CONSEGNA 1 ▸
Elenca tutte le espressioni del testo su Mihajlović che contengono numeri scritti in cifre.
CONSEGNA 2 ▸
Per favore indica se ciascuna affermazione concorda con il testo su Mihajlović, rispondendo sì o no e citando le parole decisive. (a) Fabrizio Sinisi è un drammaturgo. (b) Dopo la notizia, Mihajlović rimase una settimana chiuso in camera. (c) La conferenza stampa sulle sue condizioni si tenne il 13 luglio 2019.
CONSEGNA 3 ▸
Prosegui il testo su Mihajlović dopo la sua ultima frase.

TESTO DI STUDIO ▸
In occasione della scomparsa dell'ex calciatore e allenatore di calcio serbo Siniša Mihajlović, stroncato a soli 53 anni dalla leucemia mieloide acuta che gli era stata diagnosticata nel 2019, si sono sprecati i commenti del tipo «Ha perso la sua battaglia contro la malattia». Il drammaturgo Fabrizio Sinisi ha espresso un netto giudizio negativo nei confronti dell'utilizzo del "vocabolario bellico" riguardo alla malattia in un'uscita della newsletter di Domani dal titolo assai eloquente: La malattia non è una lotta, neanche per Mihajlović.
Io credo che la replica migliore a questa sia pur legittima presa di posizione l'abbia data due anni fa lo stesso mister, il quale il 13 luglio 2019, durante la conferenza stampa convocata per comunicare le sue condizioni di salute, aveva dichiarato...
Ricevere la notizia della malattia è stata una bella botta e sono rimasto due giorni chiuso in camera a piangere e a riflettere. Mi è passata tutta la vita davanti... Ora che farò? Rispetto la malattia, ma la guarderò negli occhi, la affronterò a petto in fuori e so già che vincerò questa sfida, non vedo l'ora di andare in ospedale: prima comincio le cure e prima finisco. La leucemia è in fase acuta, ma attaccabile: ci vuole tempo, ma si guarisce. Non voglio far pena a nessuno, ma spero che da questa storia tutti capiscano due cose: nessuno è indistruttibile e la prevenzione è importante. Nella mia vita ho sempre dovuto combattere, nessuno mi ha regalato nulla e sono sicuro che da questa esperienza ne uscirò come un uomo migliore.

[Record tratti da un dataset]
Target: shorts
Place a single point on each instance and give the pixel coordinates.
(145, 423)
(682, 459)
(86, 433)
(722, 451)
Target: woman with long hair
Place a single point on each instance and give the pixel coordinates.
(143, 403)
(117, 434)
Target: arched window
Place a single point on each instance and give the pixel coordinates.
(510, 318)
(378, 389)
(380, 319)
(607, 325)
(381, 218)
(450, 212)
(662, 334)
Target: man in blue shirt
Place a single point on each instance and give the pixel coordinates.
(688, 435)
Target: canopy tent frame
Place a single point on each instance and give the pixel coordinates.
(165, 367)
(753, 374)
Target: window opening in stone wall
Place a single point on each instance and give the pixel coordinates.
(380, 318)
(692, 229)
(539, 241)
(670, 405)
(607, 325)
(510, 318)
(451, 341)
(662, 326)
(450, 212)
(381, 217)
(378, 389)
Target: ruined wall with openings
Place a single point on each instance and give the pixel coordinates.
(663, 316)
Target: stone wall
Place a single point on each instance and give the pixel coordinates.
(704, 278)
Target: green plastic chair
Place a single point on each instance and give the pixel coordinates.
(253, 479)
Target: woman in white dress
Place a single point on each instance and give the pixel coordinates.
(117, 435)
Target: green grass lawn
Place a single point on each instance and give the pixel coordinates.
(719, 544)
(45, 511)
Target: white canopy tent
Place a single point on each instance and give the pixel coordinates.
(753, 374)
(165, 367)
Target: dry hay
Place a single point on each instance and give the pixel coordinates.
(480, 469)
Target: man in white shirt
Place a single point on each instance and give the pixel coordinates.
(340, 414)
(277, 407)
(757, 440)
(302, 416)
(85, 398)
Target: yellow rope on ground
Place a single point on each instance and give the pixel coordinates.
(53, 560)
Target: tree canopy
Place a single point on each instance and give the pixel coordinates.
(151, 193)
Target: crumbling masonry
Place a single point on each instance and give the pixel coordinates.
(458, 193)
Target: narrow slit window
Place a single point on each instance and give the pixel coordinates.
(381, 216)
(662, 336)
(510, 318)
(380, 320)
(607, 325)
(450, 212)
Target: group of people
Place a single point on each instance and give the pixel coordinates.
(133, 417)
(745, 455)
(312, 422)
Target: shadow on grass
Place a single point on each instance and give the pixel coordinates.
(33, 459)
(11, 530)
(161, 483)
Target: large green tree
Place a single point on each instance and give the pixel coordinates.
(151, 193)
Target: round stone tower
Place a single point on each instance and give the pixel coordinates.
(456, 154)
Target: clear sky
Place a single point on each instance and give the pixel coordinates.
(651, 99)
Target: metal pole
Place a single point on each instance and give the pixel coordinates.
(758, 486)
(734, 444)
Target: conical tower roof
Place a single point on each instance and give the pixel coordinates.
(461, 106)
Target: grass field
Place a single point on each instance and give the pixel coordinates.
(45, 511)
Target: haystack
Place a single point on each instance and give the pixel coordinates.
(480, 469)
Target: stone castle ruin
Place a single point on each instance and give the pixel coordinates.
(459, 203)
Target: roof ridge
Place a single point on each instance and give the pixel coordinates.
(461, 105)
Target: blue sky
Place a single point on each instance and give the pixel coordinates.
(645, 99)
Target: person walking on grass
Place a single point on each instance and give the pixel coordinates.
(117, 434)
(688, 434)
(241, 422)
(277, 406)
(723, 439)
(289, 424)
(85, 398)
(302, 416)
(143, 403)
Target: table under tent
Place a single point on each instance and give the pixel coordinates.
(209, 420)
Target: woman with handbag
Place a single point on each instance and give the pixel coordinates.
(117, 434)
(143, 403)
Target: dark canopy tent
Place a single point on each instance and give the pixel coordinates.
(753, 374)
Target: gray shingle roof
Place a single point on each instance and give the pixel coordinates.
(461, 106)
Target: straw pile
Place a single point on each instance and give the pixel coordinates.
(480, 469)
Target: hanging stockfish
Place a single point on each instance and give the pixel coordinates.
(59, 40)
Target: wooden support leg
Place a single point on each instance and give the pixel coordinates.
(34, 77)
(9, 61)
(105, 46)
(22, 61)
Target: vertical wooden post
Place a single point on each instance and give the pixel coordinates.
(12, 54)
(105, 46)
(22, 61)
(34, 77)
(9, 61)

RISPOSTA 1 ▸
«a soli 53 anni»; «nel 2019»; «il 13 luglio 2019»

RISPOSTA 2 ▸
(a) Sì: «Il drammaturgo Fabrizio Sinisi»
(b) No: «sono rimasto due giorni chiuso in camera a piangere e a riflettere»
(c) Sì: «il 13 luglio 2019, durante la conferenza stampa convocata per comunicare le sue condizioni di salute»

RISPOSTA 3 ▸
... in questa intervista rilasciata al Corriere a novembre dell'anno dopo:
Sinisa Mihajlovic, le sembra giusto che la lotta contro il cancro venga sempre definita come una guerra, come una battaglia da vincere?
«Oggi, solo oggi, capisco la domanda. Ammalarsi non è una colpa. Succede, e basta. Ti cade il mondo addosso. Cerchi di reagire. Ognuno lo fa a suo modo. La verità è che non sono un eroe, e neppure Superman. Sono uno che quando parlava così, si faceva coraggio. Perché aveva paura, e piangeva, e si chiedeva perché, e implorava aiuto a Dio, come tutti. Pensavo solo a darmi forza nell’unico modo che conosco. Combatti, non mollare mai».
E chi non ce la fa?
«Non è certo un perdente. Non è una sconfitta, è una maledetta malattia. Non esiste una ricetta, io almeno non ce l’ho. Tu puoi sentirti un guerriero, ma senza dottori non vai da nessuna parte. L’unica cosa che puoi fare è non perdere voglia di vivere. Il resto non dipende da noi».
In questa triste circostanza molti si sono affrettati a ricordare la sua amicizia mai rinnegata nei confronti di Željko Ražnatović, noto con il soprannome di "Arkan la Tigre", che si rese autore di numerosi crimini di guerra durante le guerre jugoslave. A tal proposito, Mihajlović aveva già detto la sua nel 2009 al Corriere di Bologna (in quel periodo allenava la squadra della città)...
Rifaresti tutto ciò che hai fatto in quegli anni, compreso il necrologio per Arkan?
«Lo rifarei, perché Arkan era un mio amico: lui è stato un eroe per il popolo serbo. Era un mio amico vero, era il capo degli ultras della Stella Rossa quando io giocavo lì. Io gli amici non li tradisco né li rinnego. Conosco tanta gente, anche mafiosi, ma non per questo io sono così. Rifarei il suo necrologio e tutti quelli che ho fatto per altri».
Ma le atrocità commesse?
«Le atrocità? Voi parlate di atrocità, ma non c’eravate. Io sono nato a Vukovar, i croati erano maggioranza, noi serbi minoranza lì. Nel 1991 c’era la caccia al serbo: gente che per anni aveva vissuto insieme da un giorno all’altro si sparava addosso. È come se oggi i bolognesi decidessero di far piazza pulita dei pugliesi che vivono nella loro città. È giusto? Arkan venne a difendere i serbi in Croazia. I suoi crimini di guerra non sono giustificabili, sono orribili, ma cosa c’è di non orribile in una guerra civile?»
Sì, ma i croati...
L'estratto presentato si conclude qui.